**What to produce:** From the listing below, pull out every line where the string "panel" appears.

**Dataset records:**

*** Block opens ***

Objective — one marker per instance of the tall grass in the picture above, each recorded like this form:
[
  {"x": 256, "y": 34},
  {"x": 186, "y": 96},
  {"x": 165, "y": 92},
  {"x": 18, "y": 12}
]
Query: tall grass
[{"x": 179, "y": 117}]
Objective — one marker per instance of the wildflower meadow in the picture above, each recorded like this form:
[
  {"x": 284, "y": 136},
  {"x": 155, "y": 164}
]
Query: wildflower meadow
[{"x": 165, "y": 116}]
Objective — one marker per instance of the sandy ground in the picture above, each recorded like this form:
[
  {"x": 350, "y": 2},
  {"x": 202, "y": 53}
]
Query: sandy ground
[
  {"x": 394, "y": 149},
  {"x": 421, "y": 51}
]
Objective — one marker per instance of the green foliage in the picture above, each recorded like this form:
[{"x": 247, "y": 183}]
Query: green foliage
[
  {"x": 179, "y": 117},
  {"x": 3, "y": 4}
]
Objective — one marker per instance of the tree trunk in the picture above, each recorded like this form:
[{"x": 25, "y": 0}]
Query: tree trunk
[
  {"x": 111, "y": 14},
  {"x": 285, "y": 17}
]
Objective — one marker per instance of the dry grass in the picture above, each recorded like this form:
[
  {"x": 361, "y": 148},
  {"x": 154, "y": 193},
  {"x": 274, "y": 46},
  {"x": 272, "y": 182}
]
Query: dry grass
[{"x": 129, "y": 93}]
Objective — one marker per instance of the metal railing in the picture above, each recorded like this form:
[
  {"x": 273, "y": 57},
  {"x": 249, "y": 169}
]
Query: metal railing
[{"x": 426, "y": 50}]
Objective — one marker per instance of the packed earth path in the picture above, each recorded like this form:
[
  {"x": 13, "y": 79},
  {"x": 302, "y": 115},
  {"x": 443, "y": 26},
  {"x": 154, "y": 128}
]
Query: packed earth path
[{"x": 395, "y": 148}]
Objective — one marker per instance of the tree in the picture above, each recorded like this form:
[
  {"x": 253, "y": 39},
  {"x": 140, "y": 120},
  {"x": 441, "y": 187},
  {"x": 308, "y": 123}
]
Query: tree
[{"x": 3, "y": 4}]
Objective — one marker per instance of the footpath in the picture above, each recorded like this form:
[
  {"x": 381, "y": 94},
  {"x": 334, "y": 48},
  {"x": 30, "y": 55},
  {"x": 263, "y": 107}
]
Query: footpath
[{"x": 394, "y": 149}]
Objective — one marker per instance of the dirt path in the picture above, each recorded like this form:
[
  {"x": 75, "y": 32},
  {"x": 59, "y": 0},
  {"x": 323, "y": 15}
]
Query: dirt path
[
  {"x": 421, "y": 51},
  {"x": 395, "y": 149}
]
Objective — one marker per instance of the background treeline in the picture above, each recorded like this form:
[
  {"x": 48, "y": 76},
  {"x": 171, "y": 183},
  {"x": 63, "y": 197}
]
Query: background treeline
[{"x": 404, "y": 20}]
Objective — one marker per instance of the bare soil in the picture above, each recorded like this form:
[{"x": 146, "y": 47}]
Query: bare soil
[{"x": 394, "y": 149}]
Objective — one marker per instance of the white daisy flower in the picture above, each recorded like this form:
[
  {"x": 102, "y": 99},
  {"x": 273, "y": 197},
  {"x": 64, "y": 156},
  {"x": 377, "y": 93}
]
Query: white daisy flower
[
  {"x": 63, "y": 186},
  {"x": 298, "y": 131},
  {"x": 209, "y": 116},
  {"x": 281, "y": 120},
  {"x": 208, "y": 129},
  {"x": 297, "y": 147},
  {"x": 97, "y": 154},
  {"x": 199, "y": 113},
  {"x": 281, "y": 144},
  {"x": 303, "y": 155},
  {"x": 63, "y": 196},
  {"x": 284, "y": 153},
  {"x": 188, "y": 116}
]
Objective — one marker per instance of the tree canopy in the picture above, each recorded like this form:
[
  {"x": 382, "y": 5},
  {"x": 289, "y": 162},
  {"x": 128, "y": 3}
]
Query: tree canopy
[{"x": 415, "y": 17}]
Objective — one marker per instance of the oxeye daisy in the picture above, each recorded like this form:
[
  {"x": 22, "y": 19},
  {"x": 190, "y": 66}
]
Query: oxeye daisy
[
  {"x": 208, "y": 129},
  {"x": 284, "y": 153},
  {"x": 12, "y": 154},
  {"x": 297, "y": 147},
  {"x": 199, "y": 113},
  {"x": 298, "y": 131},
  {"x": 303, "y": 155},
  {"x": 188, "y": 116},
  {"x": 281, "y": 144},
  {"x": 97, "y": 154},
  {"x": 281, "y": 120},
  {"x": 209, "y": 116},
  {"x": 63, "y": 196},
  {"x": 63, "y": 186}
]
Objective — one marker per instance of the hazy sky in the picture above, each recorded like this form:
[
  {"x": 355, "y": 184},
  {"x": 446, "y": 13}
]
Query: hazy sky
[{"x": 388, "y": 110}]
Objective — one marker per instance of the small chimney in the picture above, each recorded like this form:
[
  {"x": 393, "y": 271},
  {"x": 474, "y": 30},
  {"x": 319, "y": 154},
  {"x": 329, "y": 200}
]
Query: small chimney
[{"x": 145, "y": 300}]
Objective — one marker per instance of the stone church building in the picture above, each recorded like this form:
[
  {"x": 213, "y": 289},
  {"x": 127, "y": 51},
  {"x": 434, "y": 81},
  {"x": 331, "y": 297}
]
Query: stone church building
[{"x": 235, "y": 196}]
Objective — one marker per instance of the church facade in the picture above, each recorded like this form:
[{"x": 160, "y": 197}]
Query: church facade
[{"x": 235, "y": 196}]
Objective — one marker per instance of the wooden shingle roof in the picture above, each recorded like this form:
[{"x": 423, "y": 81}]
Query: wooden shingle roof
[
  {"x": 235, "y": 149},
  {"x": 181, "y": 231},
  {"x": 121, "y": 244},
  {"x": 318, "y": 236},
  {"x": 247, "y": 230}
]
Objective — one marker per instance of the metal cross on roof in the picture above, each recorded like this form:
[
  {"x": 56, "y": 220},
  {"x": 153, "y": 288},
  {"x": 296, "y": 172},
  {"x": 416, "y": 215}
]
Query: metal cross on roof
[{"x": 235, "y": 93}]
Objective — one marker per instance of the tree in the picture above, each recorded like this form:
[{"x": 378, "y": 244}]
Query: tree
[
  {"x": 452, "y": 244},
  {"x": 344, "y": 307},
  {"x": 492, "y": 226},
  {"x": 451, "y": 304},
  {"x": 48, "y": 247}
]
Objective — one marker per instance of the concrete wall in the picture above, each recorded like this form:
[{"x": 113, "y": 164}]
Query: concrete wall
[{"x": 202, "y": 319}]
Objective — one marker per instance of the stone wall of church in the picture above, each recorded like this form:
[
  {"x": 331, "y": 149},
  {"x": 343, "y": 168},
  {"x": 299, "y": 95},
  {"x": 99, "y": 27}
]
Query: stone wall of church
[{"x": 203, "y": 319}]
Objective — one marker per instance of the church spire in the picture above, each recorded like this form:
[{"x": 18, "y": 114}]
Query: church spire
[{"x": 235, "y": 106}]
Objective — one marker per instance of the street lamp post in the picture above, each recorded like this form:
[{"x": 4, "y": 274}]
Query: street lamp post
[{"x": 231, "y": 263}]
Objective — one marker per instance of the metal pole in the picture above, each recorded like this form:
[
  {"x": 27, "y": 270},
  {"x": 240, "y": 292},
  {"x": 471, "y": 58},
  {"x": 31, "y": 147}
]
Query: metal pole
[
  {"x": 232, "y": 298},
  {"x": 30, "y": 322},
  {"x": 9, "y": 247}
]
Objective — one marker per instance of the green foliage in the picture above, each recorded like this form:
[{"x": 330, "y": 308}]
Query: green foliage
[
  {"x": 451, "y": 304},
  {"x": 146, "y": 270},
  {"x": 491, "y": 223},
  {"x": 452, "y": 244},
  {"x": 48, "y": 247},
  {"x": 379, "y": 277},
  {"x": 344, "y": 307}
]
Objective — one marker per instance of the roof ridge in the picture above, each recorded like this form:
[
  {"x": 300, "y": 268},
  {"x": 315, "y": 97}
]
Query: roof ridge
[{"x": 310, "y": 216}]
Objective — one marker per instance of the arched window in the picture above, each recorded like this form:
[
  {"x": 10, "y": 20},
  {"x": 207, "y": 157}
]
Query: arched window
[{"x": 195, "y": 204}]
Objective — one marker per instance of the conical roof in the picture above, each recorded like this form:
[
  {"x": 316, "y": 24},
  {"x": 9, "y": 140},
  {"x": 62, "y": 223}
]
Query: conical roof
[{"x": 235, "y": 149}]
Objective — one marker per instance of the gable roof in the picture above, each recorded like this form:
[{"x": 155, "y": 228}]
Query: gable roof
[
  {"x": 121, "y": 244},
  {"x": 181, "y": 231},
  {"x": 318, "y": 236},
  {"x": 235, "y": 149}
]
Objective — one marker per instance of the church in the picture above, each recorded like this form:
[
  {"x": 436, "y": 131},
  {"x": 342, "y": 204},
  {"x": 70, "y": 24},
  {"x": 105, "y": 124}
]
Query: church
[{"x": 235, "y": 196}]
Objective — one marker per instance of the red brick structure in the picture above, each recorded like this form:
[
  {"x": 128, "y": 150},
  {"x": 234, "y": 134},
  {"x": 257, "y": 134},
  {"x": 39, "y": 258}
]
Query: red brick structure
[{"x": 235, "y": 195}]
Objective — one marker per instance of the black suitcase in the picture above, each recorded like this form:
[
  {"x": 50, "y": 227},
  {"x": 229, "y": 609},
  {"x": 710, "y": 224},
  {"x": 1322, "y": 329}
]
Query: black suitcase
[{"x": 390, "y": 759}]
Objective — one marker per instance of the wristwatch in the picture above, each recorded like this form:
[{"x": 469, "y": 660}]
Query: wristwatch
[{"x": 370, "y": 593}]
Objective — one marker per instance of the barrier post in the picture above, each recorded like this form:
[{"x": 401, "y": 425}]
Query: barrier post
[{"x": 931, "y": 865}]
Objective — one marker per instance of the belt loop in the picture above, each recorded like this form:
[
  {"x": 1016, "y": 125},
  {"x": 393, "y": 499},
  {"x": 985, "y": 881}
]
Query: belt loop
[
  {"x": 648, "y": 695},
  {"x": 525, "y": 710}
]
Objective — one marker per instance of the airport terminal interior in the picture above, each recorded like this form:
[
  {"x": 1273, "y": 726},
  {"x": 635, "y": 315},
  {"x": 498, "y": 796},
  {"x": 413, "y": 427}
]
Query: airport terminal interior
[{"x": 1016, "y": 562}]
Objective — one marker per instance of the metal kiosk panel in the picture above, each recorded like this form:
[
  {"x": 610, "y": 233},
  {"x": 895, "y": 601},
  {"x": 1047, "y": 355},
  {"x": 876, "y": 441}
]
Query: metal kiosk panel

*** Block closes ***

**Task answer:**
Objective — one marker per instance of the metal kiosk panel in the picture above, each recorded like this form:
Query: metal kiosk panel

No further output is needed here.